### PROBLEM TO WORK ON
Render everything in the data from the line containing "Within this scene, the dog's right" down to the line containing "Within this scene, the suv", both included, as a Markdown table with the columns Row and Line. Number each row and leave out blank lines.

### EXERCISE DATA
>> START

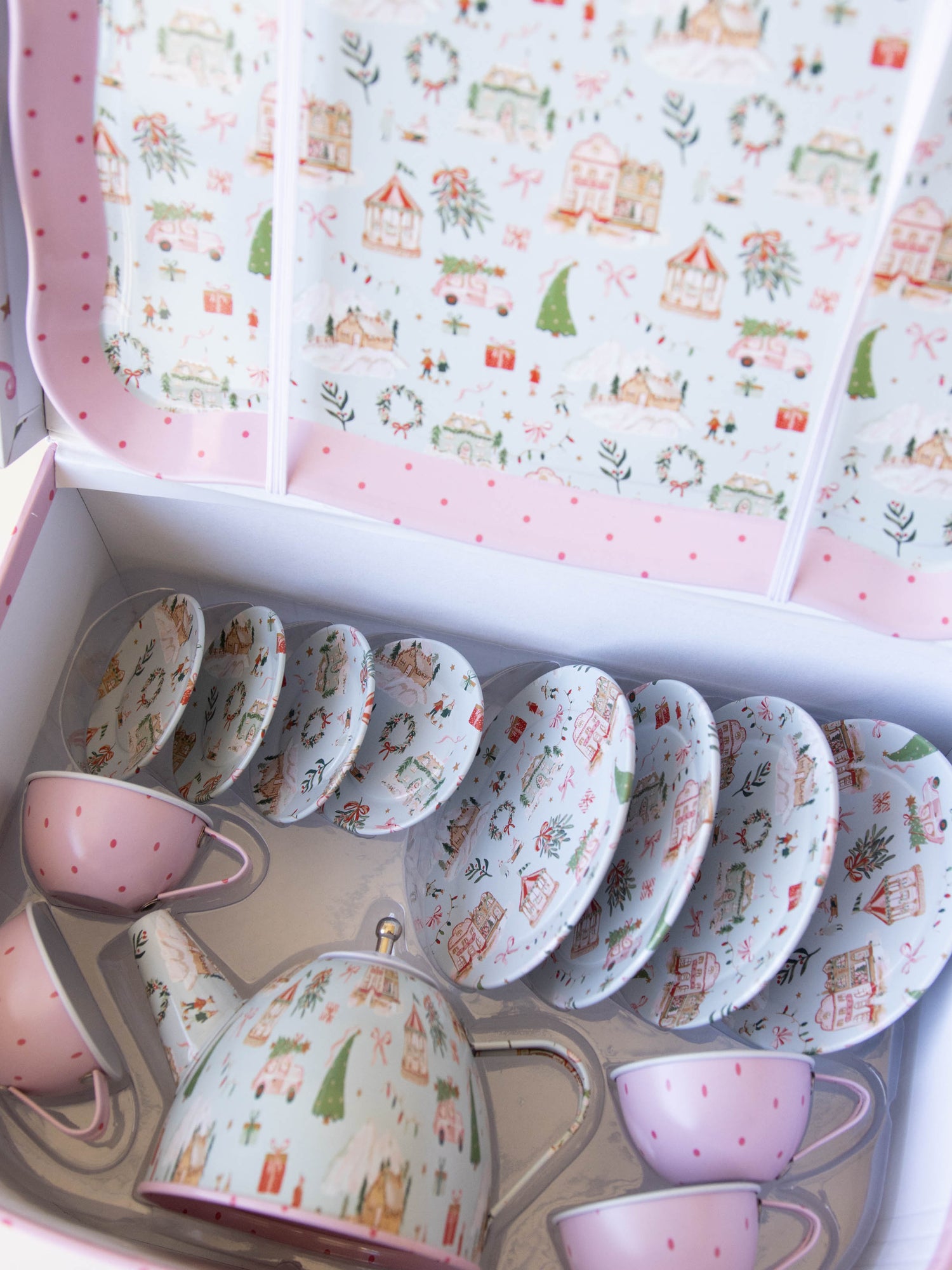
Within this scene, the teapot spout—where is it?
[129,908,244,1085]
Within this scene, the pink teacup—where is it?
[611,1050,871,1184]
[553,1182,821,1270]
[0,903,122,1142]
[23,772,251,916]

>> END
>> START

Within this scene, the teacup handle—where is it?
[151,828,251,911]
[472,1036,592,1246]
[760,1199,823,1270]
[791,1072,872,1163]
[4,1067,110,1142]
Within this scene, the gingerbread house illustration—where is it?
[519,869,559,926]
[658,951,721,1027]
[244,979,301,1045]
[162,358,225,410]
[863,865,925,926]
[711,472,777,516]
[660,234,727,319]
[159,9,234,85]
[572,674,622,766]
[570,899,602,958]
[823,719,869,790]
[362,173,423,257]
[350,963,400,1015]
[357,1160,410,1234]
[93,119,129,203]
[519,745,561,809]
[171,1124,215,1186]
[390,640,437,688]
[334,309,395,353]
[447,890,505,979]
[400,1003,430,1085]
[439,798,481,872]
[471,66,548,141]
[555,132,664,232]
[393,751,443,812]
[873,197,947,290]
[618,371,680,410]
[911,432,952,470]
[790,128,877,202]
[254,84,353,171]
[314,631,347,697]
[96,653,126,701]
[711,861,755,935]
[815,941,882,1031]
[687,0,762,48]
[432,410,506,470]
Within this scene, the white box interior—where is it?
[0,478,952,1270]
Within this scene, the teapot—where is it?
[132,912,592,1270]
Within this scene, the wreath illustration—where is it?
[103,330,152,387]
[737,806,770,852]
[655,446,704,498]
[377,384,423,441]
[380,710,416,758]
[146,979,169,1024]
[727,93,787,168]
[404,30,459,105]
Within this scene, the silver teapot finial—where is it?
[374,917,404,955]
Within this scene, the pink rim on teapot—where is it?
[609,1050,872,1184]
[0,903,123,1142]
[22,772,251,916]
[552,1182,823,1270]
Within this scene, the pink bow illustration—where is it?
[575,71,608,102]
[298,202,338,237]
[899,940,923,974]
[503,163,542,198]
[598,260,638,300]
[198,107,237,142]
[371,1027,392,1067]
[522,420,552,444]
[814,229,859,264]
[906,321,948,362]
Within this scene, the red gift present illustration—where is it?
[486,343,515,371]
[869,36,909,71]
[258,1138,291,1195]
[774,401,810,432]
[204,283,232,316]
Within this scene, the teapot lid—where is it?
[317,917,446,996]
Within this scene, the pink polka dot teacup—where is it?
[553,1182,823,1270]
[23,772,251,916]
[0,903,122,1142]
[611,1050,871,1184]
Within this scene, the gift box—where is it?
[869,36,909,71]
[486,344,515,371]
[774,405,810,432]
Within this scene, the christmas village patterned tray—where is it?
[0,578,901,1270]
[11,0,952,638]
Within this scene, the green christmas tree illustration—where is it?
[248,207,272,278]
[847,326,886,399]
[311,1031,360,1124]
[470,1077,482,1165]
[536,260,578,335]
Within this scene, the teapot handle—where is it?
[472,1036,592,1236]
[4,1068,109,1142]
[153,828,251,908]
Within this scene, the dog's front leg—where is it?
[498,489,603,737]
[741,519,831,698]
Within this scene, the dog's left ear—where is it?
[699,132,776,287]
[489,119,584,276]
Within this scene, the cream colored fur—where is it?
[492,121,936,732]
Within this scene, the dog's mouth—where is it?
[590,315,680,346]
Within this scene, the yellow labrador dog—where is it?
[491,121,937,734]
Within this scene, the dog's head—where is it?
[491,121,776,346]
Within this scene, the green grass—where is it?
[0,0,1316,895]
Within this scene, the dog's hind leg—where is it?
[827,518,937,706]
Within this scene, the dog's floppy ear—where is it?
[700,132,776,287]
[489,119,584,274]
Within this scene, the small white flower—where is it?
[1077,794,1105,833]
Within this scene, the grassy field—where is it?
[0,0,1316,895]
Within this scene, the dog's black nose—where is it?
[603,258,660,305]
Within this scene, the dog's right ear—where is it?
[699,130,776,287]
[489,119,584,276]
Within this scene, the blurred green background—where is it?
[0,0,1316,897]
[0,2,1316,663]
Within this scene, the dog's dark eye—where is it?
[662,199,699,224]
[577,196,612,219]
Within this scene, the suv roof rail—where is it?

>> END

### EXERCISE RESULT
| Row | Line |
|---|---|
| 1 | Within this scene, the dog's right ear—where is it? |
| 2 | [699,130,776,287] |
| 3 | [489,119,584,276] |
| 4 | Within this scene, the blurred green background—where is it? |
| 5 | [0,0,1316,897] |
| 6 | [0,2,1316,663] |
| 7 | Within this scene, the dog's dark eye—where is it? |
| 8 | [662,199,699,224] |
| 9 | [577,196,612,219] |
| 10 | Within this scene, the suv roof rail—where is it? |